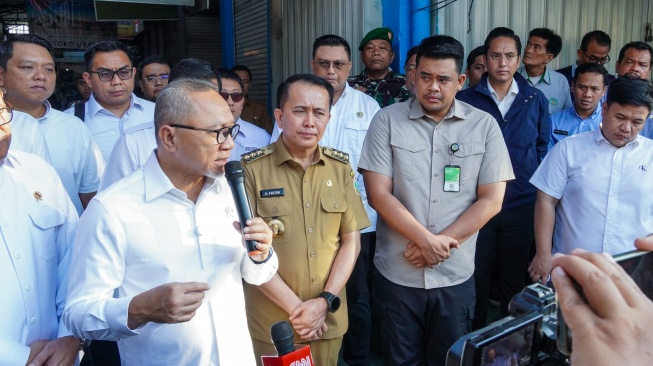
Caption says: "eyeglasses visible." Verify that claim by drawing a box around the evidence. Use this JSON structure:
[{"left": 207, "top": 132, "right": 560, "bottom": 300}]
[
  {"left": 0, "top": 100, "right": 14, "bottom": 126},
  {"left": 143, "top": 74, "right": 170, "bottom": 84},
  {"left": 169, "top": 124, "right": 240, "bottom": 144},
  {"left": 220, "top": 92, "right": 245, "bottom": 103},
  {"left": 488, "top": 53, "right": 519, "bottom": 62},
  {"left": 315, "top": 60, "right": 349, "bottom": 70},
  {"left": 88, "top": 69, "right": 134, "bottom": 81},
  {"left": 581, "top": 51, "right": 610, "bottom": 65}
]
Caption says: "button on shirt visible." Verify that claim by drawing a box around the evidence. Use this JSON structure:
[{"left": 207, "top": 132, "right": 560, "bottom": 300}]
[
  {"left": 358, "top": 98, "right": 514, "bottom": 289},
  {"left": 531, "top": 130, "right": 653, "bottom": 254},
  {"left": 549, "top": 104, "right": 603, "bottom": 151},
  {"left": 9, "top": 110, "right": 50, "bottom": 162},
  {"left": 0, "top": 151, "right": 77, "bottom": 365},
  {"left": 517, "top": 66, "right": 573, "bottom": 114},
  {"left": 229, "top": 118, "right": 270, "bottom": 161},
  {"left": 65, "top": 94, "right": 154, "bottom": 161},
  {"left": 64, "top": 153, "right": 278, "bottom": 366},
  {"left": 271, "top": 85, "right": 380, "bottom": 233},
  {"left": 38, "top": 101, "right": 104, "bottom": 215},
  {"left": 487, "top": 79, "right": 519, "bottom": 117}
]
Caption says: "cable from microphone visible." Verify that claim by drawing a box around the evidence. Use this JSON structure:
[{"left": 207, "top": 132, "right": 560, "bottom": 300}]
[{"left": 224, "top": 161, "right": 261, "bottom": 255}]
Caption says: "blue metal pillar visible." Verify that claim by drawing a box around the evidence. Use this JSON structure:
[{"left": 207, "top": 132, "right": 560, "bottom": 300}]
[{"left": 220, "top": 0, "right": 236, "bottom": 69}]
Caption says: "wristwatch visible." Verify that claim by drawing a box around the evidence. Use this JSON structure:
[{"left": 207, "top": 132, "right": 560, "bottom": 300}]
[{"left": 319, "top": 291, "right": 341, "bottom": 313}]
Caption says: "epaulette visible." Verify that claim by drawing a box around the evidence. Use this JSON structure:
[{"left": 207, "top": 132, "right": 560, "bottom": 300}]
[
  {"left": 241, "top": 145, "right": 274, "bottom": 164},
  {"left": 322, "top": 146, "right": 349, "bottom": 164}
]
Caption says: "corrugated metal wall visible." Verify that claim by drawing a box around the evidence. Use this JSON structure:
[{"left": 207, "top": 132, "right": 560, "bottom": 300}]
[
  {"left": 281, "top": 0, "right": 382, "bottom": 79},
  {"left": 234, "top": 0, "right": 270, "bottom": 105},
  {"left": 431, "top": 0, "right": 653, "bottom": 73}
]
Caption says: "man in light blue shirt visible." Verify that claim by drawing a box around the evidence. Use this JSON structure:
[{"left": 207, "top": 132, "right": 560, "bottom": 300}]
[
  {"left": 518, "top": 28, "right": 572, "bottom": 114},
  {"left": 549, "top": 63, "right": 608, "bottom": 150},
  {"left": 65, "top": 41, "right": 154, "bottom": 161}
]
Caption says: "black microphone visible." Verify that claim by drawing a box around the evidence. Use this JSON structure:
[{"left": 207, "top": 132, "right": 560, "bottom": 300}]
[
  {"left": 270, "top": 320, "right": 295, "bottom": 356},
  {"left": 224, "top": 161, "right": 261, "bottom": 255}
]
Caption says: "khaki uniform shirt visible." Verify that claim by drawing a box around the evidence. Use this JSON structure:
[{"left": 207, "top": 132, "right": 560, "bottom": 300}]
[
  {"left": 240, "top": 98, "right": 274, "bottom": 133},
  {"left": 243, "top": 135, "right": 370, "bottom": 343},
  {"left": 358, "top": 98, "right": 514, "bottom": 289}
]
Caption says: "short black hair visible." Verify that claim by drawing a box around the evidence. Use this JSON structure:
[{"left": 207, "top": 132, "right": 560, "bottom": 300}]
[
  {"left": 84, "top": 41, "right": 133, "bottom": 71},
  {"left": 168, "top": 58, "right": 222, "bottom": 90},
  {"left": 231, "top": 65, "right": 252, "bottom": 83},
  {"left": 617, "top": 41, "right": 653, "bottom": 69},
  {"left": 606, "top": 76, "right": 653, "bottom": 113},
  {"left": 136, "top": 55, "right": 170, "bottom": 80},
  {"left": 580, "top": 30, "right": 612, "bottom": 52},
  {"left": 528, "top": 28, "right": 562, "bottom": 58},
  {"left": 415, "top": 35, "right": 465, "bottom": 73},
  {"left": 466, "top": 45, "right": 485, "bottom": 70},
  {"left": 313, "top": 34, "right": 351, "bottom": 60},
  {"left": 0, "top": 34, "right": 54, "bottom": 70},
  {"left": 483, "top": 27, "right": 521, "bottom": 55},
  {"left": 218, "top": 68, "right": 245, "bottom": 93},
  {"left": 574, "top": 62, "right": 608, "bottom": 86},
  {"left": 277, "top": 74, "right": 334, "bottom": 110}
]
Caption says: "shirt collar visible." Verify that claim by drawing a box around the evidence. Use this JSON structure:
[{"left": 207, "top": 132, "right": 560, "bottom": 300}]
[
  {"left": 86, "top": 93, "right": 143, "bottom": 116},
  {"left": 274, "top": 137, "right": 324, "bottom": 166}
]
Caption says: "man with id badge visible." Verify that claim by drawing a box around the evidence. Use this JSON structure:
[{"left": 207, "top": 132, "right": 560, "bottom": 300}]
[{"left": 358, "top": 35, "right": 514, "bottom": 365}]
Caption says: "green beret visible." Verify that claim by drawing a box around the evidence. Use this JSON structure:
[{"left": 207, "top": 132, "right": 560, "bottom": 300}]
[{"left": 358, "top": 28, "right": 393, "bottom": 51}]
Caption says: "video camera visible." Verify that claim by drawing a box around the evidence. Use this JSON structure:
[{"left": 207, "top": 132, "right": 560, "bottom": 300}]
[{"left": 446, "top": 251, "right": 653, "bottom": 366}]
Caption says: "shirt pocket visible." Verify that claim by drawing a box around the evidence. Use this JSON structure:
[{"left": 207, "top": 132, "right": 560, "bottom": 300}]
[
  {"left": 29, "top": 203, "right": 66, "bottom": 262},
  {"left": 256, "top": 197, "right": 292, "bottom": 244},
  {"left": 320, "top": 196, "right": 347, "bottom": 241},
  {"left": 390, "top": 138, "right": 429, "bottom": 180},
  {"left": 455, "top": 142, "right": 485, "bottom": 186}
]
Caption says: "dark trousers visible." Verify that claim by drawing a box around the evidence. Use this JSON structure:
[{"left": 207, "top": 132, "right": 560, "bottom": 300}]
[
  {"left": 342, "top": 232, "right": 376, "bottom": 366},
  {"left": 374, "top": 272, "right": 475, "bottom": 366},
  {"left": 474, "top": 203, "right": 535, "bottom": 330}
]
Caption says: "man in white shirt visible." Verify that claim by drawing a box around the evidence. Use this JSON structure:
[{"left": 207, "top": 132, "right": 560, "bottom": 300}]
[
  {"left": 218, "top": 69, "right": 270, "bottom": 161},
  {"left": 270, "top": 34, "right": 380, "bottom": 365},
  {"left": 0, "top": 93, "right": 80, "bottom": 365},
  {"left": 529, "top": 77, "right": 653, "bottom": 281},
  {"left": 98, "top": 58, "right": 222, "bottom": 191},
  {"left": 65, "top": 41, "right": 154, "bottom": 161},
  {"left": 64, "top": 79, "right": 278, "bottom": 365},
  {"left": 0, "top": 34, "right": 104, "bottom": 215}
]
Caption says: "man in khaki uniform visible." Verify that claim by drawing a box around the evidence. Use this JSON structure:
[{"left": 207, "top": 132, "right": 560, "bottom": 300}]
[{"left": 243, "top": 75, "right": 370, "bottom": 365}]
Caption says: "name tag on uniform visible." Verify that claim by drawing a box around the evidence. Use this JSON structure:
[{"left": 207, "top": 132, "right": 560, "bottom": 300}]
[{"left": 259, "top": 188, "right": 286, "bottom": 198}]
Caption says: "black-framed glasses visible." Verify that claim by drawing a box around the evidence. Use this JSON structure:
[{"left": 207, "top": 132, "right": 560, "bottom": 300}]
[
  {"left": 143, "top": 74, "right": 170, "bottom": 84},
  {"left": 88, "top": 68, "right": 134, "bottom": 81},
  {"left": 581, "top": 51, "right": 610, "bottom": 65},
  {"left": 0, "top": 100, "right": 14, "bottom": 126},
  {"left": 169, "top": 124, "right": 240, "bottom": 144},
  {"left": 315, "top": 60, "right": 349, "bottom": 70},
  {"left": 220, "top": 92, "right": 245, "bottom": 103}
]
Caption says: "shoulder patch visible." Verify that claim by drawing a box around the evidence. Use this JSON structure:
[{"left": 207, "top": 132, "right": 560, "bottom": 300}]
[
  {"left": 241, "top": 144, "right": 274, "bottom": 164},
  {"left": 322, "top": 146, "right": 349, "bottom": 164}
]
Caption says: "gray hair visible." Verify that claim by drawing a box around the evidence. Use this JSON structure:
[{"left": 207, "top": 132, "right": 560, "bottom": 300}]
[{"left": 154, "top": 78, "right": 220, "bottom": 141}]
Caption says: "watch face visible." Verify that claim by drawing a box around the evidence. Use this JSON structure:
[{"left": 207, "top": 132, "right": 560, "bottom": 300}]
[{"left": 331, "top": 296, "right": 340, "bottom": 313}]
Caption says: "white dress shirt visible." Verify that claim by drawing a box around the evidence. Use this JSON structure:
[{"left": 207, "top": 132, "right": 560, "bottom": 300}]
[
  {"left": 229, "top": 118, "right": 270, "bottom": 161},
  {"left": 10, "top": 110, "right": 50, "bottom": 163},
  {"left": 64, "top": 153, "right": 278, "bottom": 366},
  {"left": 270, "top": 84, "right": 380, "bottom": 233},
  {"left": 37, "top": 101, "right": 104, "bottom": 215},
  {"left": 530, "top": 130, "right": 653, "bottom": 255},
  {"left": 0, "top": 150, "right": 77, "bottom": 365},
  {"left": 64, "top": 94, "right": 154, "bottom": 161},
  {"left": 487, "top": 79, "right": 519, "bottom": 117}
]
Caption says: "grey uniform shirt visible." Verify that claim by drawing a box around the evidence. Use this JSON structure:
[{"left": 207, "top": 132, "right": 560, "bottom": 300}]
[{"left": 358, "top": 98, "right": 514, "bottom": 289}]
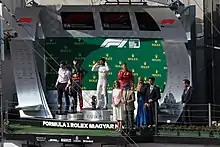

* * * * *

Pull out every line in the entries above that contains the word "hair", matching its exact capitalization.

Expected output —
Caption says: "short black hair visible." Verify that claim by drawing a box around the evidence. Use this JSON structure:
Caption says: "gray hair visible." Verify that claim by drawing a box around the evidence. Use this JSON structure:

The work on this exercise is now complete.